Fomento é a bola da vez | O novo presidente da Abrapp assume o co...
Edição 352
Eleito no início de dezembro para um mandato de dois anos à frente da Associação Brasileira das Entidades Fechadas de Previdência Complementar (Abrapp), Jarbas de Biagi quer fazer desse período um modelo de crescimento da previdência fechada. “A previdência privada está na ordem social, então vamos trabalhar com várias entidades tipo sindicatos, associações, orgãos de classe, empresas, na busca de crescimento. Queremos engajar todo mundo nas nossas propostas de crescimento”, diz o dirigente que assume a Abrapp no início do ano que vem. Diretor financeiro da OABPrev-SP, Biagi tem uma longa história ligada aos fundos de pensão, tendo atuado por 22 anos como presidente da Banesprev, o fundo de pensão do Banespa —banco estatal de São Paulo que foi comprado pelo Santander em 2000, num processo de privatização. Advogado e professor, Biagi defende a interlocução com o governo eleito. Veja a seguir os principais trechos da sua entrevista à Investidor Institucional:
Investidor – Quais serão os principais desafios do seu mandato?
Jarbas de Biagi – A nossa linha de atuação vai ser voltada ao fomento. O negócio de previdência privada é um negócio de escala, quanto mais gente melhor para as entidades e também para a sociedade. Com as normas que temos hoje o fomento se dá através dos planos família, dos instituídos e dos próprios planos setoriais, que permitem uma abrangência muito grande em relação às empresas e também em relação às pessoas físicas, ao participante, que é o destinatário final.
Uma das reivindicações da Abrapp para estimular a entrada de novos participantes é de zerar o imposto de renda recursos que ficam nos planos por 14 anos ou mais. Tem espaço fiscal para essa renúncia no governo atual?
Essa é um ponto que nós vamos ter que trabalhar, que é a questão tributária. Quando debatemos a lei 11.053, de 2004 (que dá o diferimento tributário), aprovada pelo então ministro da Fazenda (Antonio) Palocci, foram feitos cálculos que demonstraram que não havia renúncia fiscal nenhuma para o Estado uma vez que a própria acumulação reverteria em benefícios para a sociedade. Nós temos ensaios e estudos demonstrando que quando você traz o participante para a previdência de longo prazo, o Estado também ganha através do aumento da poupança interna. Então, se a alíquota zero resultar num crescimento da previdência privada, e estamos trabalhando para isso, não é uma renúncia fiscal. Os nossos estudos indicam que, dependendo do crescimento da poupança, a renúncia é praticamente nula.
-------------------------
Tarefa:
Segundo o trecho da entrevista, por quantos anos Jarbas de Biagi atuou como presidente da Banesprev?

Entradas de dados:
-------------------------
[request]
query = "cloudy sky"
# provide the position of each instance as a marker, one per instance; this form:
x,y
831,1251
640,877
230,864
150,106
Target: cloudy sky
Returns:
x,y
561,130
-------------------------
Resposta:
Por 22 anos.